• Text segment:
* * * * *
Drawk
Damp wet weather - mist, persistent drizzle, or rain that soaks slowly rather than pours. As a verb: to drench, to saturate. The adjective 'drawky' describes the kind of weather that does the soaking: damp, misty, sticky, the air itself wet.
Etymology
Scots dialect word, documented in the Scottish National Dictionary under the headword DRAIK (n., v.) with 'drawk' listed as a primary spelling variant. Full form list per DSL: draik, drake, drack, draak, drawk, drauk, †drach-, †drech-. The word survives most strongly in Ulster Scots, where speakers carried it from Lowland Scotland. The phonetic similarity to the Irish prefix 'droch-' (= bad, as in 'droch-aimsir' / bad weather) is coincidence rather than derivation: DSL places the word firmly in the Scots family, not as a Hiberno-English borrowing from Irish.
In a sentence
I ga'ed to Ba'maghie the day In a' the drawk an' gloom. - A. J. Armstrong, Gallovidian, 1902 (DSL)
a wet day with the added unpleasantness of sloppiness, stickiness, and general moist discomfort - Ulster glossary, 1901 (cited in DSL)
* * * * *
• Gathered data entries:
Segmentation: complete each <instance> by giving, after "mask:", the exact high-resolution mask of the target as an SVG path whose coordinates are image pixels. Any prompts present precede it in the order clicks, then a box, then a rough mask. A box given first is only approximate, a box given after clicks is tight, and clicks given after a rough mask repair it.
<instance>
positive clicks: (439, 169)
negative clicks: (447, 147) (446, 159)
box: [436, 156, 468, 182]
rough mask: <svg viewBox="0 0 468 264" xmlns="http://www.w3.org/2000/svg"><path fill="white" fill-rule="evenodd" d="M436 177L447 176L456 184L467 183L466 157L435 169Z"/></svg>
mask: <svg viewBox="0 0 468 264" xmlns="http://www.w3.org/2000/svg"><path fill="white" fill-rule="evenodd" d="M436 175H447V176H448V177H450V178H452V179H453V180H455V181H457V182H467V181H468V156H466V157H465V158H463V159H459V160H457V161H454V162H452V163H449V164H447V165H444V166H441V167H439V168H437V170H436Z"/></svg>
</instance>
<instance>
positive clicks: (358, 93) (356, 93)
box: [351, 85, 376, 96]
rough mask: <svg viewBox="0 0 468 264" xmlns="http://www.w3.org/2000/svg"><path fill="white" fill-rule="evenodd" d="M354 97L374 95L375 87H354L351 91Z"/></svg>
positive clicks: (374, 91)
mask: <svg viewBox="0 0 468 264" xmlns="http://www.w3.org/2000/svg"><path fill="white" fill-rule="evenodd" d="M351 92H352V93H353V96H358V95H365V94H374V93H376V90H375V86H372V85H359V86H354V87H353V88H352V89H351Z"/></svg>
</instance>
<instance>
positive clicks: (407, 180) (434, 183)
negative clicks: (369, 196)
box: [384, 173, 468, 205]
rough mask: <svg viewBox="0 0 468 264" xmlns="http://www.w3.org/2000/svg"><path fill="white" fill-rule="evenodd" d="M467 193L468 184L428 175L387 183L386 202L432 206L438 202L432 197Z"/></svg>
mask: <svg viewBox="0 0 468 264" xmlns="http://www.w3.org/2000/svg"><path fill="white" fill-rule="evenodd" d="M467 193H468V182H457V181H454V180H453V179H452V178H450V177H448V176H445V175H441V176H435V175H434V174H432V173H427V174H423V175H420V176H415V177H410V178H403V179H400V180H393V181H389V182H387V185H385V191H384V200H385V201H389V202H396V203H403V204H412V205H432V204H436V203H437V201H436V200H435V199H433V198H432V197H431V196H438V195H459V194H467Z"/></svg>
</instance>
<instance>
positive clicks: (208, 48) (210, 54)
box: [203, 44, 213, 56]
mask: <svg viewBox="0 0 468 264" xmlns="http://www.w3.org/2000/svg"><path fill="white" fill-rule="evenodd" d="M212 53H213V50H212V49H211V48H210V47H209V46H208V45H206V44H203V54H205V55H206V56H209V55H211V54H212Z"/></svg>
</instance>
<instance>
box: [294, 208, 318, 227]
* * * * *
• Written task A: According to the entry on drawk, in which variety of Scots does the word survive most strongly?
• Written task B: Rewrite the entry on drawk from "In a sentence" up to and including "(cited in DSL)", putting "murk" in place of "gloom".

• Task answer A: Ulster Scots.

• Task answer B:
In a sentence
I ga'ed to Ba'maghie the day In a' the drawk an' murk. - A. J. Armstrong, Gallovidian, 1902 (DSL)
a wet day with the added unpleasantness of sloppiness, stickiness, and general moist discomfort - Ulster glossary, 1901 (cited in DSL)